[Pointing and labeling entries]
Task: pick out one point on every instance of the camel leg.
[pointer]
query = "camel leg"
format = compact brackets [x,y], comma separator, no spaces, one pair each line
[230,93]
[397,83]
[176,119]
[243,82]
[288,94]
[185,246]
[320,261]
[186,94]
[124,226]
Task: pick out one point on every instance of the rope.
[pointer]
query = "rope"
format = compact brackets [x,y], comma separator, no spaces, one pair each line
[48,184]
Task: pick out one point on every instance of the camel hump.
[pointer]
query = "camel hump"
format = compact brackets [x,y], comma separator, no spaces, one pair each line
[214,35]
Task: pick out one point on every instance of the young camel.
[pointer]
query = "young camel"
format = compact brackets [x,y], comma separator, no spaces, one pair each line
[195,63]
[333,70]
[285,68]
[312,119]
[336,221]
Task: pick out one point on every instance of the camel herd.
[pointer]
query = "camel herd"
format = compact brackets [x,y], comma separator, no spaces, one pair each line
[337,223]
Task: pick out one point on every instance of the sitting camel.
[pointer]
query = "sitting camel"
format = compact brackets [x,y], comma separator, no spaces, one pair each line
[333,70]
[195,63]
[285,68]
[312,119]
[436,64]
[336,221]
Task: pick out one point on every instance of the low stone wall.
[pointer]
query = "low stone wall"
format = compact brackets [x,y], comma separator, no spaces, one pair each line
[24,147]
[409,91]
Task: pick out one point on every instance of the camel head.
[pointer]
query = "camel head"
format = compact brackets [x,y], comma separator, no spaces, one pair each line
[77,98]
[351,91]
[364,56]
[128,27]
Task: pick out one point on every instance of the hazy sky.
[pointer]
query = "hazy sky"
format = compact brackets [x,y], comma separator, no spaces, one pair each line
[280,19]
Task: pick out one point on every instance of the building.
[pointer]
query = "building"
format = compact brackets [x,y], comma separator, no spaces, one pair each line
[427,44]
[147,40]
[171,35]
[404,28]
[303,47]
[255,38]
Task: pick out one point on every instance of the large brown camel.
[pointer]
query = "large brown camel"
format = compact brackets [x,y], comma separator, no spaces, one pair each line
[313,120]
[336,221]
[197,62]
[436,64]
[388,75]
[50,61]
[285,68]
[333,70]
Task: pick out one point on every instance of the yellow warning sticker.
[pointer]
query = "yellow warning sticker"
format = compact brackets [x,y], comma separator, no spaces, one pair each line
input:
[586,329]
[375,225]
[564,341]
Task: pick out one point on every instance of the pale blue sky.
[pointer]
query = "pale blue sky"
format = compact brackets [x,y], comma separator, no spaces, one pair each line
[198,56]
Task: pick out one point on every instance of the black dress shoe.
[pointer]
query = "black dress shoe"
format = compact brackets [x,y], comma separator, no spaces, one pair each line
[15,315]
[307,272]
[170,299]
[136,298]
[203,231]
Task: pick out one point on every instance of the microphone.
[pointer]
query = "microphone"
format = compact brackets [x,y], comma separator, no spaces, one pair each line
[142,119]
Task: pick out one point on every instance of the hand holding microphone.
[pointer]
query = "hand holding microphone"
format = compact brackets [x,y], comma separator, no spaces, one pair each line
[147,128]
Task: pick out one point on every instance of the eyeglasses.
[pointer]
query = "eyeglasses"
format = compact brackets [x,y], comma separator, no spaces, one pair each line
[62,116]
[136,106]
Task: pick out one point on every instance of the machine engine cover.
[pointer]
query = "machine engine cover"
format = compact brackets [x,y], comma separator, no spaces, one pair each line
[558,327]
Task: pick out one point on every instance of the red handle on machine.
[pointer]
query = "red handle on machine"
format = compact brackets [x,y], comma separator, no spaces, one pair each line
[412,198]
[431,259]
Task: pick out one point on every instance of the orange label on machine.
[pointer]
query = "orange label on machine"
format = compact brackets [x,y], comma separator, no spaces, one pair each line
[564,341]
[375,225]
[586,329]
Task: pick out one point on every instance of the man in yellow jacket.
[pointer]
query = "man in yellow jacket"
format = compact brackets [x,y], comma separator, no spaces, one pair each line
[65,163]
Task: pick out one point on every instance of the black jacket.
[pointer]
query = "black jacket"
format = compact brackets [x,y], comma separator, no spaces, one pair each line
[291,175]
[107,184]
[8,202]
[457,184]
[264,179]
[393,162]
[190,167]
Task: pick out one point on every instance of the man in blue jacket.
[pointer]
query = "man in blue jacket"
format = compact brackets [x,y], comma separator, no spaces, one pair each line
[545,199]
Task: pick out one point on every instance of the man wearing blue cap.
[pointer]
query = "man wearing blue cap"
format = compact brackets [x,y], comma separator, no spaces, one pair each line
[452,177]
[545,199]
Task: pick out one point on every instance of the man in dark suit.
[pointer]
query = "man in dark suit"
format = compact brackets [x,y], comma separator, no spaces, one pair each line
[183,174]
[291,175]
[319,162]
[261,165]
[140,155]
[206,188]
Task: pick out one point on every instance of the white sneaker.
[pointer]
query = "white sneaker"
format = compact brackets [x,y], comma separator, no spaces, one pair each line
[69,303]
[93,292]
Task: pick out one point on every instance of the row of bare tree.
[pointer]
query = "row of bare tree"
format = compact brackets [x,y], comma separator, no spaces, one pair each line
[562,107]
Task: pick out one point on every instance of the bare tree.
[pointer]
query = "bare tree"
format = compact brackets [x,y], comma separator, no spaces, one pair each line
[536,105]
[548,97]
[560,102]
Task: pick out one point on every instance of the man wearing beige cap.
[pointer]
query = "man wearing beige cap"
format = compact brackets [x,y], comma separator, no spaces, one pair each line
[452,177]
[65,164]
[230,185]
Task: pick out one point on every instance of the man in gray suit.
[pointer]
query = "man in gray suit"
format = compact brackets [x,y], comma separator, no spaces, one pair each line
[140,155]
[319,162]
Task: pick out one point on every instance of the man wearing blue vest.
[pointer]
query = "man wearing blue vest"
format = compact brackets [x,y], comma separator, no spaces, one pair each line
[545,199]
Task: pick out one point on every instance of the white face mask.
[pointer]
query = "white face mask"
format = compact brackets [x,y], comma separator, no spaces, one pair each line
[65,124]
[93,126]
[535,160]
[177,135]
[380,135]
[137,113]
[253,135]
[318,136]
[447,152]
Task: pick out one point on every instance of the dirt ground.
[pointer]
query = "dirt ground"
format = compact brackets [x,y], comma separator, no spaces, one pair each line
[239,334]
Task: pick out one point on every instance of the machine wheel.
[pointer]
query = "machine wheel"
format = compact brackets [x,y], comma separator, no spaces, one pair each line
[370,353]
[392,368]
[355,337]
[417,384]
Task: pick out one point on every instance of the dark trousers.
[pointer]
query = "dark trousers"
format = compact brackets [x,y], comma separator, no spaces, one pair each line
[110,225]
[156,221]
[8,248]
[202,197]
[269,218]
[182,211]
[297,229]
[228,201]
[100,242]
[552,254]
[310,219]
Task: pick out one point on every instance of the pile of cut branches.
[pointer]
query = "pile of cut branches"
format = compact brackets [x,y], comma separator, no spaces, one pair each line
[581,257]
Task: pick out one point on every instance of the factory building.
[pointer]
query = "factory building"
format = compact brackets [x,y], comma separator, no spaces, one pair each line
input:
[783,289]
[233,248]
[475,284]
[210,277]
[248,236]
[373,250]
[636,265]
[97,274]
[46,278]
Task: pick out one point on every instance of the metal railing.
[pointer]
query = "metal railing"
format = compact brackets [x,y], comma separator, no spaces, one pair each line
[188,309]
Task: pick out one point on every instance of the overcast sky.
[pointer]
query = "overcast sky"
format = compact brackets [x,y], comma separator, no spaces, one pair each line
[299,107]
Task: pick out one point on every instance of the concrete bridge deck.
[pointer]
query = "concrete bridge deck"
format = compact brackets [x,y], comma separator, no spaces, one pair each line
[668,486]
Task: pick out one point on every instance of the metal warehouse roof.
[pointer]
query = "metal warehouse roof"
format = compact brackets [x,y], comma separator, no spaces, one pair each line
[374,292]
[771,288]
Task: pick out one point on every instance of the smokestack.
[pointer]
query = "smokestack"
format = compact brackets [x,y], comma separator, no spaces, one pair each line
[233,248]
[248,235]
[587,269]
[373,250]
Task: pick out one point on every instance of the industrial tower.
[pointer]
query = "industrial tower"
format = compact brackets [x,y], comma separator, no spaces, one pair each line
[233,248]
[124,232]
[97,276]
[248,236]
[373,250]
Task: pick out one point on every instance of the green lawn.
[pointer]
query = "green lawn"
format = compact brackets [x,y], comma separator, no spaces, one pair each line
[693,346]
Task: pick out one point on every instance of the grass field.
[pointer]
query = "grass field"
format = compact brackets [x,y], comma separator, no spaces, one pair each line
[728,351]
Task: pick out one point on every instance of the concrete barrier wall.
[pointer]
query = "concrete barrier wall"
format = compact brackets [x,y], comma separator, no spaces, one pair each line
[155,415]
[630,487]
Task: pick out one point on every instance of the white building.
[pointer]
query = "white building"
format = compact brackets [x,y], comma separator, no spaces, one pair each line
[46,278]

▶ [TASK TO COMPLETE] Turn the material into a numbered list. Begin with the line that contains "Task: pick out one point on every instance of the grass", continue through the end of the material, and leave out any blank lines.

▶ [RESULT OF THIS TASK]
1. Task: pick out one point on every instance of the grass field.
2. [pointer]
3. query = "grass field"
4. format = compact brackets [x,y], comma separator, no spaces, one pair each line
5. [728,351]
6. Task: pick out one point on every instance of the concrete barrier wall.
7. [pointer]
8. query = "concrete barrier wall"
9. format = compact brackets [x,y], comma separator, no spaces, one pair each line
10. [155,415]
11. [630,487]
12. Task: pick out one point on every instance of the white building.
13. [pointer]
14. query = "white building"
15. format = compact brackets [x,y], comma separator, no spaces, one pair each line
16. [46,278]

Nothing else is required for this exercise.